_Extract_
○ ○ ○ ○ ○
The main difference is that, unlike base graphics, ggplot works with dataframes and not individual vectors.
# Setup
options(scipen=999) # turn off scientific notation like 1e+06
library(ggplot2)
data("midwest", package = "ggplot2") # load the data
# Init Ggplot
ggplot(midwest, aes(x=area, y=poptotal)) # area and poptotal are columns in 'midwest'
aes() function is used to specify the X and Y axes. Even though the x and y are specified, there are no points or lines in it. This is because, ggplot doesn’t assume that you meant a scatterplot or a line chart to be drawn. More about aes.
2. How to Make a Simple Scatterplot:
Adding points using a geom layer called geom_point. More about geom_xxx : List of geom_xxx
Like geom_point(), there are many such geom layers which we will see in list.
Example: a smoothing layer using geom_smooth(method='lm').
g <- ggplot(midwest, aes(x=area, y=poptotal)) +
geom_point() +
geom_smooth(method="lm") # set se=FALSE to turnoff confidence bands
plot(g)
The majority of points lie in the bottom of the chart which doesn’t really look nice. So, let’s change the Y-axis limits to focus on the lower half.
3. Adjusting the X and Y axis limits:
Method 1: By deleting the points outside the range
g <- ggplot(midwest, aes(x=area, y=poptotal)) +
geom_point() +
geom_smooth(method="lm") # set se=FALSE to turnoff confidence bands
# Delete the points outside the limits
g + xlim(c(0, 0.1)) + ylim(c(0, 1000000)) # deletes points
Method 2: Zooming In
g <- ggplot(midwest, aes(x=area, y=poptotal)) +
geom_point() +
geom_smooth(method="lm") # set se=FALSE to turnoff confidence bands
# Zoom in without deleting the points outside the limits.
# As a result, the line of best fit is the same as the original plot.
g1 <- g +
coord_cartesian(xlim=c(0,0.1), ylim=c(0, 1000000)) # zooms in
plot(g1)
4. How to Change the Title and Axis Labels:
# set se=FALSE to turnoff confidence bands
g <- ggplot(midwest, aes(x=area, y=poptotal)) +
geom_point() +
geom_smooth(method="lm")
○ ○ ○ ○ ○
_Supplied information_
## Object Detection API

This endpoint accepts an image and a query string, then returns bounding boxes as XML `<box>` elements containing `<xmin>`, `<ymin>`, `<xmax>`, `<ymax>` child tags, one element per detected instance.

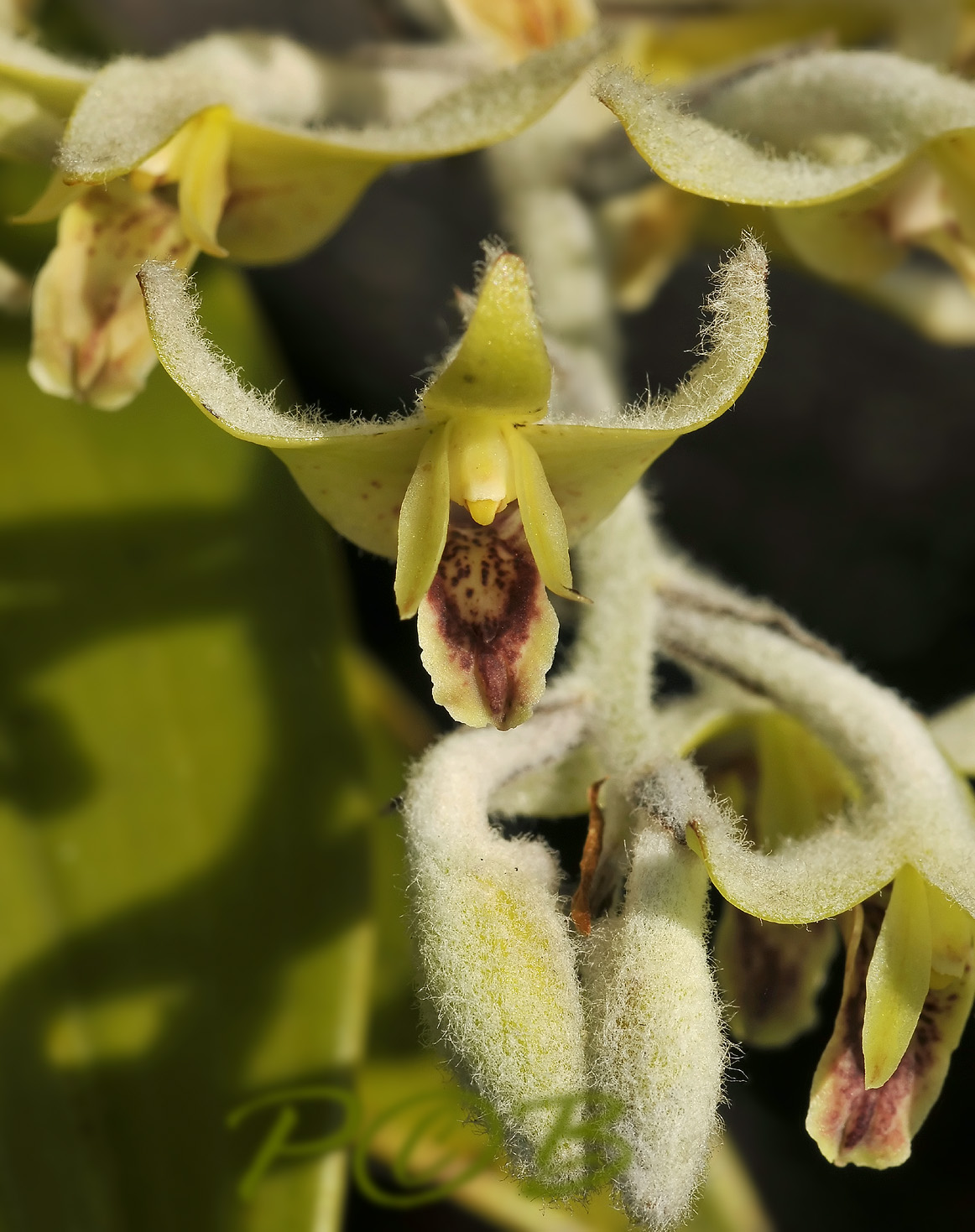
○ ○ ○ ○ ○
_Actions to take_
a – In the ggplot2 tutorial, what does ggplot work with that base graphics does not?
b – Please continue the ggplot2 tutorial from its last line.

_Final answers_
a – Dataframes, not individual vectors.

b –
# zooms in
g1 <- g +
coord_cartesian(xlim=c(0,0.1), ylim=c(0, 1000000))
# Add Title and Labels
g1 +
labs(title="Area Vs Population", subtitle="From midwest dataset", y="Population", x="Area", caption="Midwest Demographics")
# or
g1 +
ggtitle("Area Vs Population", subtitle="From midwest dataset") +
xlab("Area") +
ylab("Population")
ggplot(midwest, aes(x=area, y=poptotal)) +
geom_point(col="steelblue", size=3) + # Set static color and size for points
geom_smooth(method="lm", col="green") + # change the color of line
coord_cartesian(xlim=c(0, 0.1), ylim=c(0, 1000000)) +
labs(title="Area Vs Population", subtitle="From midwest dataset", y="Population", x="Area", caption="Midwest Demographics")
#How to Change the Color To Reflect Categories in Another Column?
gg <- ggplot(midwest, aes(x=area, y=poptotal)) +
geom_point(aes(col=state), size=3) + # Set color to vary based on state categories.
geom_smooth(method="lm", col="firebrick", size=2) +
coord_cartesian(xlim=c(0, 0.1), ylim=c(0, 1000000)) +
labs(title="Area Vs Population", subtitle="From midwest dataset", y="Population", x="Area", caption="Midwest Demographics")
plot(gg)
As an added benefit, the legend is added automatically. If needed, it can be removed by setting the legend.position to None from within a theme() function.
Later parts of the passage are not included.